**Work to be completed**
Starting at the line that contains "Place one point per instance of the green tree.", restate each line word for word through the final line of the data, keeping both ends.

**Supplied records**
───
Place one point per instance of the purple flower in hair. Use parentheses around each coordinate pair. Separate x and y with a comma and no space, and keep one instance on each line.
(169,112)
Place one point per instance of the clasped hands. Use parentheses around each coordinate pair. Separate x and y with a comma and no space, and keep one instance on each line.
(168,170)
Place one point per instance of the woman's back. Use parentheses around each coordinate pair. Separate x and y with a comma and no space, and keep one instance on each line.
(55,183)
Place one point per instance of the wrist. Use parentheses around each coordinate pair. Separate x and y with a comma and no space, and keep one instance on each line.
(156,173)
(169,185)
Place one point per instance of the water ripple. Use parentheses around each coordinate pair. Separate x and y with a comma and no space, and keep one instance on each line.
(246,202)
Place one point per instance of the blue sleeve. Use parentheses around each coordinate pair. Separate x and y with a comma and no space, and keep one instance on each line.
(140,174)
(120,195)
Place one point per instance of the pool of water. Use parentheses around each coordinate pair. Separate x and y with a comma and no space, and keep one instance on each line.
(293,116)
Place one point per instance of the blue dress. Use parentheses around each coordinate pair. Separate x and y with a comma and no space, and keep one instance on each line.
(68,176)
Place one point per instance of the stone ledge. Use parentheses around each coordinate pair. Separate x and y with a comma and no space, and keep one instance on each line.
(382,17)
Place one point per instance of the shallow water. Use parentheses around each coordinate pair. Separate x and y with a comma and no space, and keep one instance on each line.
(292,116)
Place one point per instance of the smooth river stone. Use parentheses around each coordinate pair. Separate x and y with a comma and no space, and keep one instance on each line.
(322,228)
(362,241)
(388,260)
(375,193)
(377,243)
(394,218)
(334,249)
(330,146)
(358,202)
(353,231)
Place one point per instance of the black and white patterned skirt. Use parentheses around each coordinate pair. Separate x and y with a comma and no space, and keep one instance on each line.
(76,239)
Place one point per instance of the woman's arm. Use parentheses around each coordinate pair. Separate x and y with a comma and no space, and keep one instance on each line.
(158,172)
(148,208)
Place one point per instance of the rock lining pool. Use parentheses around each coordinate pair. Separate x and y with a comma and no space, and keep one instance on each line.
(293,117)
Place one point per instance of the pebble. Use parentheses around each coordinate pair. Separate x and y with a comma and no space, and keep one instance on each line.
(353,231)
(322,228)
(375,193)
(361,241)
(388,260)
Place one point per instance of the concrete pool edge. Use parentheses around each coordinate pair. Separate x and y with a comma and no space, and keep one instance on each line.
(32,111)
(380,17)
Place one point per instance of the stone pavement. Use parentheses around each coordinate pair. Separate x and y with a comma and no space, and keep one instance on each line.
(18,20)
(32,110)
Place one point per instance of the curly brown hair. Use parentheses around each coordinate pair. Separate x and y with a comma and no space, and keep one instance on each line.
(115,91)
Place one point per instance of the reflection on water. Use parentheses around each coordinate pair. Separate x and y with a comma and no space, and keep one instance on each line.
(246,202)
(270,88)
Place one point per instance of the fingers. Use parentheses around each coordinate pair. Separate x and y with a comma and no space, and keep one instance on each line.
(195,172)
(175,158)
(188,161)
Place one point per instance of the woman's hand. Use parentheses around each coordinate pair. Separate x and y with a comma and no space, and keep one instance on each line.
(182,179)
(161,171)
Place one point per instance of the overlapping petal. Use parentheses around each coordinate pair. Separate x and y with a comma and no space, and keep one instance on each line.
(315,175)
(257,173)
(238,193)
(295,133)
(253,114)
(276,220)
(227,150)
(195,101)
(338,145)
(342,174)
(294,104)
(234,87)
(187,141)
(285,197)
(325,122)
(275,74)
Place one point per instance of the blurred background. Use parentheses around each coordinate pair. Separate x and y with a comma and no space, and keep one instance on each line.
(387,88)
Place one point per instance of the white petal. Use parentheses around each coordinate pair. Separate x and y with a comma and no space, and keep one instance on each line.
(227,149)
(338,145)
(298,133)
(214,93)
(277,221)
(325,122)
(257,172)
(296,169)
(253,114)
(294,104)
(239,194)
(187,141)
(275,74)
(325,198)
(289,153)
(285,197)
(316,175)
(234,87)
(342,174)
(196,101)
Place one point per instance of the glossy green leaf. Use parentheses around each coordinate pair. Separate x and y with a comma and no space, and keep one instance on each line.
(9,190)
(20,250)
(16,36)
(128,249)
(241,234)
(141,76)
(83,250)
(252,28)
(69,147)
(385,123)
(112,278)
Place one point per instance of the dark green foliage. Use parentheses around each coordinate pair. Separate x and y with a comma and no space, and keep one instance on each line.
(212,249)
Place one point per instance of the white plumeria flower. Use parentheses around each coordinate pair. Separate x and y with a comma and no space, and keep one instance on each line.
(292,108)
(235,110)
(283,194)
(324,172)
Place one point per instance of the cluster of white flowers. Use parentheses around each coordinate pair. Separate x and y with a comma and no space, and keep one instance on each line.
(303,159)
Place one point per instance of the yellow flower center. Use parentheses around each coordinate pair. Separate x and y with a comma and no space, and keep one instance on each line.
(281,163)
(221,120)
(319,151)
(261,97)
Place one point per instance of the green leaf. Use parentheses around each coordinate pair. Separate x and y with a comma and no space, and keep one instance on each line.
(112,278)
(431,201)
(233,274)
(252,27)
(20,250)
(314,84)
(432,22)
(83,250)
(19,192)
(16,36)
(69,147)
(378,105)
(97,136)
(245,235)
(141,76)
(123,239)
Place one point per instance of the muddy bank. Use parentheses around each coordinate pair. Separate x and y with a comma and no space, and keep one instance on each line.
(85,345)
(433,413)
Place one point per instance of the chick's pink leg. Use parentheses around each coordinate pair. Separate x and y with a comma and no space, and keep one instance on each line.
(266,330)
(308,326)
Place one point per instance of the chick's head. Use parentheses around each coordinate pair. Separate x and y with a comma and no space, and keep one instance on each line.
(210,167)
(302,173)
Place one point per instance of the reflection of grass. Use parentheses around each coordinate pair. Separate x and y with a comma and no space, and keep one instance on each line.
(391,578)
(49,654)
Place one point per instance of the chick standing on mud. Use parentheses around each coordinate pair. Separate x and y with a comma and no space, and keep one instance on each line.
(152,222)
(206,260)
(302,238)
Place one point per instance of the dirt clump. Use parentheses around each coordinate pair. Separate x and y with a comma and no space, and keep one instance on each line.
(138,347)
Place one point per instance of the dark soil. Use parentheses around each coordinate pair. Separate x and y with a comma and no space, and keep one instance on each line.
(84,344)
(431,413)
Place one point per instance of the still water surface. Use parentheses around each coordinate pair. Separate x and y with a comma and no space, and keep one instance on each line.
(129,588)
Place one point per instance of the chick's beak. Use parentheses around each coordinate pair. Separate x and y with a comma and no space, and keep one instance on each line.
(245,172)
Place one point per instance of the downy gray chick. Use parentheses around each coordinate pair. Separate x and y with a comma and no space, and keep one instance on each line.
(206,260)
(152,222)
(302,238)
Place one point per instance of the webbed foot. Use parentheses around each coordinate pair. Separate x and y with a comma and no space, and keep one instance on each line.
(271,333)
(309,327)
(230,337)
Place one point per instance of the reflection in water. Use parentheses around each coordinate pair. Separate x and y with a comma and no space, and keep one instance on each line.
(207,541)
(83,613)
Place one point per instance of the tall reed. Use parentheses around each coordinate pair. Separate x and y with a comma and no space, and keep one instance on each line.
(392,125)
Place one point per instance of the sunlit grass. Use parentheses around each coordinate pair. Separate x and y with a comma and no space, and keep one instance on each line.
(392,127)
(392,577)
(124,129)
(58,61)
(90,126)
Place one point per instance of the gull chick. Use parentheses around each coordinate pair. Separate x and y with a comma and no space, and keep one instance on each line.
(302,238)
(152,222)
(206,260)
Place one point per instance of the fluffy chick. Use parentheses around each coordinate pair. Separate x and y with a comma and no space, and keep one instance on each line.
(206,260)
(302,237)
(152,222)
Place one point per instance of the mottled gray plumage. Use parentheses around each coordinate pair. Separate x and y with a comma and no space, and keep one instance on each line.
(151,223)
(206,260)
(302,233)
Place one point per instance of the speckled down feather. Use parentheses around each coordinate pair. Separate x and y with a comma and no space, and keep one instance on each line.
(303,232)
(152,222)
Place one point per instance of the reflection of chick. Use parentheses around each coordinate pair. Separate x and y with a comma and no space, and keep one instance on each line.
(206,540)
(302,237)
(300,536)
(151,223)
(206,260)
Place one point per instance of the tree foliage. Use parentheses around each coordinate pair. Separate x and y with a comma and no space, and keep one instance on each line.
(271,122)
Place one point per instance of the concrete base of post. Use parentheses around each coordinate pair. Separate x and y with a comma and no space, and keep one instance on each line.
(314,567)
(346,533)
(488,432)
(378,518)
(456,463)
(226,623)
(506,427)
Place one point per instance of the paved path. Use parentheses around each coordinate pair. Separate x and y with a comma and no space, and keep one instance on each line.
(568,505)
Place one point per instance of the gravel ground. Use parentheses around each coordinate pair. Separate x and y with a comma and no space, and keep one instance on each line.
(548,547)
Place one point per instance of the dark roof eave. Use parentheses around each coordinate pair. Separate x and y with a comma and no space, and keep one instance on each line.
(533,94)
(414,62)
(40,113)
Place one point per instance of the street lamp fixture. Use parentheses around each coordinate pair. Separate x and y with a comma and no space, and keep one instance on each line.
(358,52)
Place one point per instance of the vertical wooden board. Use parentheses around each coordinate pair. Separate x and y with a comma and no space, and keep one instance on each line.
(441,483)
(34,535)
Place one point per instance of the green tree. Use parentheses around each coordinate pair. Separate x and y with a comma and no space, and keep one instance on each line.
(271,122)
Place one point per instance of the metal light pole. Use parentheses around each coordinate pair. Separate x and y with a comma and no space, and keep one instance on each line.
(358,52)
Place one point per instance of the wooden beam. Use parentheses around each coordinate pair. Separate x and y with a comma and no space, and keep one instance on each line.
───
**Reply to the task**
Place one point per instance of the green tree. Use parentheses around each coordinate pair. Separate x and y with a comma and no space, and keep one instance on each line.
(271,122)
Place one point per instance of the metal light pole. Use parentheses around each coordinate pair. Separate x and y with a comma and no space, and keep one instance on each line.
(358,52)
Place one point per instance of the wooden beam. Use parentheses around each coordinate pair. Separate x and y with a comma and no space, and keep one instance on each line.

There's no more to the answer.